### Textauszug
---

Wenn in SM-Foren gelegentlich extreme Fantasien und Wünsche diskutiert werden, wird immer auch die Toleranz-Keule heftig geschwungen: „Your Kink is not my kink, but your kink is ok“. Für mich ist vieles NICHT ok, nämlich immer dann nicht, wenn jemand sich selbst oder andere mit seinem Verhalten schädigen würde. Dabei nehme ich mir heraus, mit dem gesunden Menschenverstand selbst zu beurteilen, was ein Schaden ist – und unterwerfe mich NICHT irgendwelchen „Normen der Szene“. Ob etwas nur eine Wichsfantasie ist oder ein Plan, der kurz vor der Verwirklichung steht, lässt sich oft gar nicht unterscheiden. Also lieber einmal mehr als „intolerant“ auffallen als alles unwidersprochen stehen lassen – als wäre es zum Beispiel die selbstverständlichste Sache der Welt, sich den Schwanz abschneiden lassen zu wollen!

6 Kommentare

  1. Letztlich wurde dem meines Wissens nach krankem Täter juristisch zum Verhängnis, dass er Videoaufzeichnungen der Vorgänge gemacht hatte, was ihm als sexuelles Motiv ausgelegt worden ist, nämlich die Tat jederzeit reproduzieren zu können, um seinem Geschlechtstrieb zu befriedigen.

    Damit war das Schwurgericht beim Mordmerkmal „zur Befriedigung des Geschlechtstriebs“ angelangt und konnte ihn zu lebenslanger Haft verurteilen, nachdem Gutachter ihm keine Einschränkung seiner Steuerungsfähigkeit zugebilligt haben.

    Das mag juristisch akzeptabel sein, im Ergebnis halte ich es dennoch für falsch, da der Täter trotzdem schwerst erkrankt ist, wie der Sexualwissenschaftler Klaus M. Meier festgestellt hat und im Strafvollzug keiner Behandlung zugeführt wird.

    Das Gesetz lässt allerdings keinen Raum zur Einweisung in eine geschlossene Anstalt, auch nicht bei vorliegen schwerster seelischer Störungen, wenn die Steuerungsfähigkeit zur Tatzeit nicht eingeschränkt ist.

---

### Auflistung

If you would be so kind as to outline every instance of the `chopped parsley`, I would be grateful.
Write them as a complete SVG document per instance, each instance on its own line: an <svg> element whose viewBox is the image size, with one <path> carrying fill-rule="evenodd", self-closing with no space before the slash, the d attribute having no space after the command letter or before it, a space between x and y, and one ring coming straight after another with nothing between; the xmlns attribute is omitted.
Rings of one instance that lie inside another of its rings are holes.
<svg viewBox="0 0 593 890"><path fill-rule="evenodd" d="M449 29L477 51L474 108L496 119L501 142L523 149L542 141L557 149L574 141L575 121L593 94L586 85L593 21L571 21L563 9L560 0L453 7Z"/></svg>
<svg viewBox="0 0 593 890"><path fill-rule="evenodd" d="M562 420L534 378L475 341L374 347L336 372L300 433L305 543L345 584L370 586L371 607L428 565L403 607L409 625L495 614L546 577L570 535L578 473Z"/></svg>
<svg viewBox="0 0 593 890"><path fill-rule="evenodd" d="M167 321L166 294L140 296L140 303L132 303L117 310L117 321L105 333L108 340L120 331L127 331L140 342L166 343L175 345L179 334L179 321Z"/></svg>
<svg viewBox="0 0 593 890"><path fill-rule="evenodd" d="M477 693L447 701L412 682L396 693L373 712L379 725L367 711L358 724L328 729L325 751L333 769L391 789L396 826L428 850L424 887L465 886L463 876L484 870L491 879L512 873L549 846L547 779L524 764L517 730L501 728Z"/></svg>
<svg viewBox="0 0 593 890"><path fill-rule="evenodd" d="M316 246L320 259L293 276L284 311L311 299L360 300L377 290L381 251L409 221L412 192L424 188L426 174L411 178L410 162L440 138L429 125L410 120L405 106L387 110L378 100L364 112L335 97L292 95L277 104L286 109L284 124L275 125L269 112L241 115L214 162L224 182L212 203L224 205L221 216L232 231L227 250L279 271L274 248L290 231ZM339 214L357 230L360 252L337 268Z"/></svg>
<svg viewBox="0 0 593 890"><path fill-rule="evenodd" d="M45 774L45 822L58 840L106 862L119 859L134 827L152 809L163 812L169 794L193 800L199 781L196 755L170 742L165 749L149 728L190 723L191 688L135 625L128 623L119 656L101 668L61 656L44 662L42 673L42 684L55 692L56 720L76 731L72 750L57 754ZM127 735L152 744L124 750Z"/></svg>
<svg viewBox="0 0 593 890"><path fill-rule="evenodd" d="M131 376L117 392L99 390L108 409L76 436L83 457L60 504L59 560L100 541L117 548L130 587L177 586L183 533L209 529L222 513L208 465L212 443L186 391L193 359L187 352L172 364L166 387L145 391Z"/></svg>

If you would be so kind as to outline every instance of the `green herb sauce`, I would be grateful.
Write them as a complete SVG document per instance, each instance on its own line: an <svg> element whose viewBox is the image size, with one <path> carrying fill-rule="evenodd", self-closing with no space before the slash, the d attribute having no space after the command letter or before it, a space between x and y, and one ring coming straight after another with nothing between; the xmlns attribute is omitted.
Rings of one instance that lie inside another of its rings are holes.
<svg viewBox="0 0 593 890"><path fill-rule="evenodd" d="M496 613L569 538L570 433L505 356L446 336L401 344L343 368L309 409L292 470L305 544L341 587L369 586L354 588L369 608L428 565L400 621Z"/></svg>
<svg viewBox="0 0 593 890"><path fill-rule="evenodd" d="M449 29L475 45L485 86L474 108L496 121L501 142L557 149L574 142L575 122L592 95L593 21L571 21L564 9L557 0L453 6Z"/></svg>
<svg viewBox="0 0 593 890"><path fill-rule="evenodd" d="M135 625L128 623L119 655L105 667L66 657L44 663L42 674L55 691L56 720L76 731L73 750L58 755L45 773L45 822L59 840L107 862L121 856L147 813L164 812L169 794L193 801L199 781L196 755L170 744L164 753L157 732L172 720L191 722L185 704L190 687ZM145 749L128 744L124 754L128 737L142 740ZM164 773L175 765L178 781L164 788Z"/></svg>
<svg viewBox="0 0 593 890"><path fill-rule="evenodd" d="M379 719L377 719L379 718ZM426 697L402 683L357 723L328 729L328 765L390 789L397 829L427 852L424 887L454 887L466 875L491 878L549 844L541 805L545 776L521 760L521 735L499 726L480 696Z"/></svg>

---

### Aufgabe
Zu welcher Strafe konnte das Schwurgericht den Täter laut dem Textauszug verurteilen?

### Antwort
Zu lebenslanger Haft.